Your objective> Copy exactly the line that contains "Task: Q: Indicate the distant mountain" plus all remaining lines of the data, and leave out every line before it.

Records supplied>
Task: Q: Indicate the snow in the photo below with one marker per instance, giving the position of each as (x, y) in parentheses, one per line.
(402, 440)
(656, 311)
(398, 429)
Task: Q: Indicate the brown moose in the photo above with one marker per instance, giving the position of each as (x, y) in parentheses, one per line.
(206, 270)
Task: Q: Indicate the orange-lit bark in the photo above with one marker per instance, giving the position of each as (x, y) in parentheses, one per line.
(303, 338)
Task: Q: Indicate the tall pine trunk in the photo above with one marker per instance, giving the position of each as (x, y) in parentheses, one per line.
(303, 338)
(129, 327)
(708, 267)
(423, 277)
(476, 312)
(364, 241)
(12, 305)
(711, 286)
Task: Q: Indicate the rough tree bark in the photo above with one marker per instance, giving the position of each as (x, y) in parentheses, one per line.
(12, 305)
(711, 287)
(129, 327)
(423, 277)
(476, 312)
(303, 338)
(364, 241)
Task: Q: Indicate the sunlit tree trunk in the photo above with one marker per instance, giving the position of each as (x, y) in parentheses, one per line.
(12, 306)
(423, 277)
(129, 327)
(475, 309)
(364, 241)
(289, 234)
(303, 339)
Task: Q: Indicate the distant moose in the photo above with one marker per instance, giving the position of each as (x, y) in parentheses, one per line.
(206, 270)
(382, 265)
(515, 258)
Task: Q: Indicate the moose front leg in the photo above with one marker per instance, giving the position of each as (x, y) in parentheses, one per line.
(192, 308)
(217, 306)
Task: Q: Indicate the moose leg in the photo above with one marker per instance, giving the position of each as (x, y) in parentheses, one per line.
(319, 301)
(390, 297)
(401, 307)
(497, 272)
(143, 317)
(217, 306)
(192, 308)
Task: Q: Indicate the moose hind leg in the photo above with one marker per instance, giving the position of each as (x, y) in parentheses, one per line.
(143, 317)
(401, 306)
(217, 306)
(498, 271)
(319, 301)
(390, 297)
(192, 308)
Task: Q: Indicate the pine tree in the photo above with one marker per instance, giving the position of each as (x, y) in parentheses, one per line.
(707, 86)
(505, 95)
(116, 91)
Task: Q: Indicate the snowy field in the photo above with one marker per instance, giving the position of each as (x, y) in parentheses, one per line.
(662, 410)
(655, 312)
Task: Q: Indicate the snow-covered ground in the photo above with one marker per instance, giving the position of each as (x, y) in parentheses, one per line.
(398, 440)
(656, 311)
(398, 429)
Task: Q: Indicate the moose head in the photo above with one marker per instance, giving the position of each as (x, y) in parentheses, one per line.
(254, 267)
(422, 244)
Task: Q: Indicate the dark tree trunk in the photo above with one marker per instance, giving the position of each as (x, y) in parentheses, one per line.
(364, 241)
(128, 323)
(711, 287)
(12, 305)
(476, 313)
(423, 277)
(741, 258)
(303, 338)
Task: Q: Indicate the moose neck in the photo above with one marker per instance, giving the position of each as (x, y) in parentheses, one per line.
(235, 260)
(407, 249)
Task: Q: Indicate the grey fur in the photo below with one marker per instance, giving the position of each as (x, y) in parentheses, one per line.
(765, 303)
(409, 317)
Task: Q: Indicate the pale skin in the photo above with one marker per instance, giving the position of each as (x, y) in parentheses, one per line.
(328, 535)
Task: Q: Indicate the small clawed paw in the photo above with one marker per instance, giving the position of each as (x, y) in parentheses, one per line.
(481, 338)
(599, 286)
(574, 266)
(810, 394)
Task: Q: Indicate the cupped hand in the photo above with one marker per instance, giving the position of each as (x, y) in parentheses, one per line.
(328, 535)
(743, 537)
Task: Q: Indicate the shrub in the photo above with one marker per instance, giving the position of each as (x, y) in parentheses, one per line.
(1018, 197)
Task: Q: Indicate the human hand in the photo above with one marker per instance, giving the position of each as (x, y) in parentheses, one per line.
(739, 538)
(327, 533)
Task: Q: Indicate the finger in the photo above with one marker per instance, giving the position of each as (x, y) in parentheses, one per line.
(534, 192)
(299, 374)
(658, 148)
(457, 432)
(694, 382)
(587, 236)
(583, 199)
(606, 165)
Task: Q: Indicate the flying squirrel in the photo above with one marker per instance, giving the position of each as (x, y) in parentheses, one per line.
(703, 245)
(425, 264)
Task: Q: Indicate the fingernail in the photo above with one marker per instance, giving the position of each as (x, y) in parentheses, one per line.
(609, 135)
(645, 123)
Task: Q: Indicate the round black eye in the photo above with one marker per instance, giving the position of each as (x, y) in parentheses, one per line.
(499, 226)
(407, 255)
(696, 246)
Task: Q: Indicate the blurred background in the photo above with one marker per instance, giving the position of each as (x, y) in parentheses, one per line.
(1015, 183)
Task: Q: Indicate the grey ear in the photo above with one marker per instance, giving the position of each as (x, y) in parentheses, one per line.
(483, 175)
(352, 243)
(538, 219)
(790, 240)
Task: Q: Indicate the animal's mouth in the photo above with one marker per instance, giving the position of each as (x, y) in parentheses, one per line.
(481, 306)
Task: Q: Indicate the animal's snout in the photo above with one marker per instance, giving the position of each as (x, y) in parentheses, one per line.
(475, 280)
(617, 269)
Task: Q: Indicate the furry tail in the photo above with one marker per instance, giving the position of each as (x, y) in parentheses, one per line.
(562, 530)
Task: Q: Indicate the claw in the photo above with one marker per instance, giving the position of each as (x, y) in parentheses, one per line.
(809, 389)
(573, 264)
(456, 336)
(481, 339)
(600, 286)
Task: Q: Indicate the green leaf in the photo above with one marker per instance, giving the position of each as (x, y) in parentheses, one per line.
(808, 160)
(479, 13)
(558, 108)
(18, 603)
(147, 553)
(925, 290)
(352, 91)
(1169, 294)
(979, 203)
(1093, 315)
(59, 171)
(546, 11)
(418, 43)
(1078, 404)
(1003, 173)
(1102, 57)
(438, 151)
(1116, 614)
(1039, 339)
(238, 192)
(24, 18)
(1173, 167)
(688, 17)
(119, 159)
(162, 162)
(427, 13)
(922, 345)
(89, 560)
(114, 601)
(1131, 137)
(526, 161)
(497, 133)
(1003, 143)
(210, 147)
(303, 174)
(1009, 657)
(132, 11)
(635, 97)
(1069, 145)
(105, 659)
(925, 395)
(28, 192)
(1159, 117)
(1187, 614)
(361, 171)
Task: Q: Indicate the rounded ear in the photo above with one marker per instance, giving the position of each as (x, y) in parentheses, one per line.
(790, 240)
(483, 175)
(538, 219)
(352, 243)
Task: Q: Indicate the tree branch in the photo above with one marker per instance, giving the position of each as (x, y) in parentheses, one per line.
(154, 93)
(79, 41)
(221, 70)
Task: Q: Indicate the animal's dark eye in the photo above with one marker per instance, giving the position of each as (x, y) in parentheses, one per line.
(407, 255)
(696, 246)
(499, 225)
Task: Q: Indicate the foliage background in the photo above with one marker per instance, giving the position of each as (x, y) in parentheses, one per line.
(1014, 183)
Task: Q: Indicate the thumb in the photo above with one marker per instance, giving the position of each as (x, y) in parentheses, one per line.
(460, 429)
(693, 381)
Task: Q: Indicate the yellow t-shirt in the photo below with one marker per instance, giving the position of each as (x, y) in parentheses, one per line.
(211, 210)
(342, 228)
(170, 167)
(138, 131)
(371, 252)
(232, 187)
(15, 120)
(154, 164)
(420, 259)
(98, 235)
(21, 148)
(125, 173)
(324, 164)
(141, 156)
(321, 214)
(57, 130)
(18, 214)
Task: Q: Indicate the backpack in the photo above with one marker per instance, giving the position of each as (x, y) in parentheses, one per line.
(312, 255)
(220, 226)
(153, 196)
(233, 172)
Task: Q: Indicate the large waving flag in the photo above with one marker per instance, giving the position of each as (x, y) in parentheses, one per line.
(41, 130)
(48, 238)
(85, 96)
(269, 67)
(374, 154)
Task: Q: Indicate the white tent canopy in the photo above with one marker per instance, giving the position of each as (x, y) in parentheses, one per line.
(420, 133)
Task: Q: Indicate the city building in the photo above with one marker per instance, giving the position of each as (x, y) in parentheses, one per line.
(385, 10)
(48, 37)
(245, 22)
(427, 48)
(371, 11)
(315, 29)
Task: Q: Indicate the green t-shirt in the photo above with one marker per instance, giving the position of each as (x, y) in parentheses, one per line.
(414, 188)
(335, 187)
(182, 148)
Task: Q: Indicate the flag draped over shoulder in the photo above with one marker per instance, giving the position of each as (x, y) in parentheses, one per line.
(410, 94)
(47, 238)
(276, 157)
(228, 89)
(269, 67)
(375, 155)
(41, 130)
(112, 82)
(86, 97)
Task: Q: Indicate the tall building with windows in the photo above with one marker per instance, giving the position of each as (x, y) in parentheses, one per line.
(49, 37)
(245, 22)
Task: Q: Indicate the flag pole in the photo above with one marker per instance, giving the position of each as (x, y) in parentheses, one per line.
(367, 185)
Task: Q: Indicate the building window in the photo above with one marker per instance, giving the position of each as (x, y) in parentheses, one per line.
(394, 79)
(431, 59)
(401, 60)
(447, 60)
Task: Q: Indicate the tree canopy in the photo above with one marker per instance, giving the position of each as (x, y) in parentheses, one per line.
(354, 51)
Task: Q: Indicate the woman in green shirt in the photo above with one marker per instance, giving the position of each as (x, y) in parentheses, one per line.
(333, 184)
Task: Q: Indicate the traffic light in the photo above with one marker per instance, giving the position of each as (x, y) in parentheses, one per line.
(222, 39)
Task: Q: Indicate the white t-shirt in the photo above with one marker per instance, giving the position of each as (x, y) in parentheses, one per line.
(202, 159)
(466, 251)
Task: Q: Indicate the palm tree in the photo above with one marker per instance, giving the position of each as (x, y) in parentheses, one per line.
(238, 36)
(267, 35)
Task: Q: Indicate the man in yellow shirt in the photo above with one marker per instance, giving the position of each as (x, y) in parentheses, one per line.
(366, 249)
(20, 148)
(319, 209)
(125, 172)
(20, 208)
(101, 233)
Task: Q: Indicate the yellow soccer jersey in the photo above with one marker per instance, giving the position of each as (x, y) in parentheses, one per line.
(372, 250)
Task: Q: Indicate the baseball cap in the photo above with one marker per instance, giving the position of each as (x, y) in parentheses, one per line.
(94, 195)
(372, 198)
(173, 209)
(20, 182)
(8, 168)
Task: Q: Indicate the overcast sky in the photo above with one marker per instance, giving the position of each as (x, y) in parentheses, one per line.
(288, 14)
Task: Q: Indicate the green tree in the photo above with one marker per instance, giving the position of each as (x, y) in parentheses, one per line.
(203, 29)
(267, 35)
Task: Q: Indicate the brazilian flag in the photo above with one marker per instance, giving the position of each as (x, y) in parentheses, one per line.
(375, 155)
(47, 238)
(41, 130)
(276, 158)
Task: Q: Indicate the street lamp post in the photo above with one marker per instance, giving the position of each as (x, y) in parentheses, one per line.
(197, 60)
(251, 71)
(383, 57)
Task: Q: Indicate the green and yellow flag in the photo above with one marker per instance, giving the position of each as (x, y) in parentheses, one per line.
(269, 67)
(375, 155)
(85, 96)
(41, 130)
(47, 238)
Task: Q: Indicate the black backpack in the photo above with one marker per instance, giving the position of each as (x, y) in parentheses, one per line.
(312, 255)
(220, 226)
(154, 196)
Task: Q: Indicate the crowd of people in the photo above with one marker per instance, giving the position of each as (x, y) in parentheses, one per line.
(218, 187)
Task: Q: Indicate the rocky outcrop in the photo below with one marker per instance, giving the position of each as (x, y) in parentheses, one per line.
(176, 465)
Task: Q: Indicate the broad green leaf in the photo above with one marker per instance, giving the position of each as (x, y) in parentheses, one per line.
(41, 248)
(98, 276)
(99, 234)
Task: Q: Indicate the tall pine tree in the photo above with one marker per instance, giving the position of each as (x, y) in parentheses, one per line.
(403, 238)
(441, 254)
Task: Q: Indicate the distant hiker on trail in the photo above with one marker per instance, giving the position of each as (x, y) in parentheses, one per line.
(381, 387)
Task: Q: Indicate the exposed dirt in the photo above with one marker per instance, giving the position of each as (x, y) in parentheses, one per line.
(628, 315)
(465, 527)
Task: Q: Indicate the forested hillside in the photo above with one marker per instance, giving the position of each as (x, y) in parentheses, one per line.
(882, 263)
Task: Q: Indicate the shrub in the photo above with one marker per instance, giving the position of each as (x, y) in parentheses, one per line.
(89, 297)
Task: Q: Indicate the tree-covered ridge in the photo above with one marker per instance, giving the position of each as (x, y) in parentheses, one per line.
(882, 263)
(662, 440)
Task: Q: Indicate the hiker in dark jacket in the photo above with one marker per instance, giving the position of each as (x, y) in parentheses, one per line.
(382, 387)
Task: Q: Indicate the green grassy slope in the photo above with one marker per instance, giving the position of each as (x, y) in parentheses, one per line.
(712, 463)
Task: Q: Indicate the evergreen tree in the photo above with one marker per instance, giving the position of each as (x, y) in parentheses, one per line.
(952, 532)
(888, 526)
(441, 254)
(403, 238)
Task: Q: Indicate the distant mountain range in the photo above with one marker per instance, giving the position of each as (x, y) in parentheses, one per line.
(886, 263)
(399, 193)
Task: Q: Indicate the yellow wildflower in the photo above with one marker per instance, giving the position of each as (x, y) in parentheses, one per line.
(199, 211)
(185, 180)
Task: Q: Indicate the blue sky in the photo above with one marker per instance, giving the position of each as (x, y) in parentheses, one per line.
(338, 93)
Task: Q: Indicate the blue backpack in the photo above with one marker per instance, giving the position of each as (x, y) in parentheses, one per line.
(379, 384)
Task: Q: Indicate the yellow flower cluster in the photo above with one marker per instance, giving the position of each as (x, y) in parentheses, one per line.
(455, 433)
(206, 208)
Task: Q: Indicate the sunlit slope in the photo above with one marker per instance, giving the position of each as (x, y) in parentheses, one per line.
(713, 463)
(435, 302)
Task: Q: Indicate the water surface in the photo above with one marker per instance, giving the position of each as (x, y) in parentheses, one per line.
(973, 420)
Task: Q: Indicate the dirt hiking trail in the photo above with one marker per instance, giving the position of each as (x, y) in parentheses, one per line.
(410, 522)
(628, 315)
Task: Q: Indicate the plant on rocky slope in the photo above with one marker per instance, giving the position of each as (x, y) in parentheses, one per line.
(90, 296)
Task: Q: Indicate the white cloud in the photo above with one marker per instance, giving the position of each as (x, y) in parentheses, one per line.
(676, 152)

Exercise solution>
Task: Q: Indicate the distant mountain range in the photo above with one marker per instance, giving the position of each as (x, y) in parentheses, one per line.
(886, 263)
(399, 193)
Task: Q: Indicate the yellow wildflower in the photo above with one marker per instance, giving the position of each as (x, y) in parentheses, one per line.
(199, 211)
(185, 180)
Task: Q: Indicate the blue sky in the photo above with one marker per instance, giving the position of each as (x, y) in parentheses, one per line.
(338, 93)
Task: Q: Indicate the blue backpack in the photo above with one marker per instance, giving the position of each as (x, y) in parentheses, one per line.
(379, 384)
Task: Q: Indicate the yellow flower cluster in the photo above with one marker per instance, giving the position of each as (x, y) in parentheses, one per line.
(455, 433)
(206, 208)
Task: Q: Indicate the sunlit slope in the photo above with one marker per instance, giving the position of each as (x, y) in parentheses, one per line.
(713, 463)
(435, 302)
Task: Q: Indicate the water surface in the photo above with one marker per instance, giving the position of each as (x, y) in parentheses, one per line.
(973, 420)
Task: Q: Indicate the dirt hiking trail in the photo above with one marker per instance, giving the position of each as (x, y) in parentheses, one per line.
(410, 522)
(628, 315)
Task: Q: Indicate the plant on rocky slope in the photo above with one marker per instance, giving the position of each as (x, y) in parentheses, one per line.
(90, 296)
Task: Q: Indicate the white cloud in the photo above with one marker per instance, giving the position of each as (x, y) in parentheses, one per line.
(676, 152)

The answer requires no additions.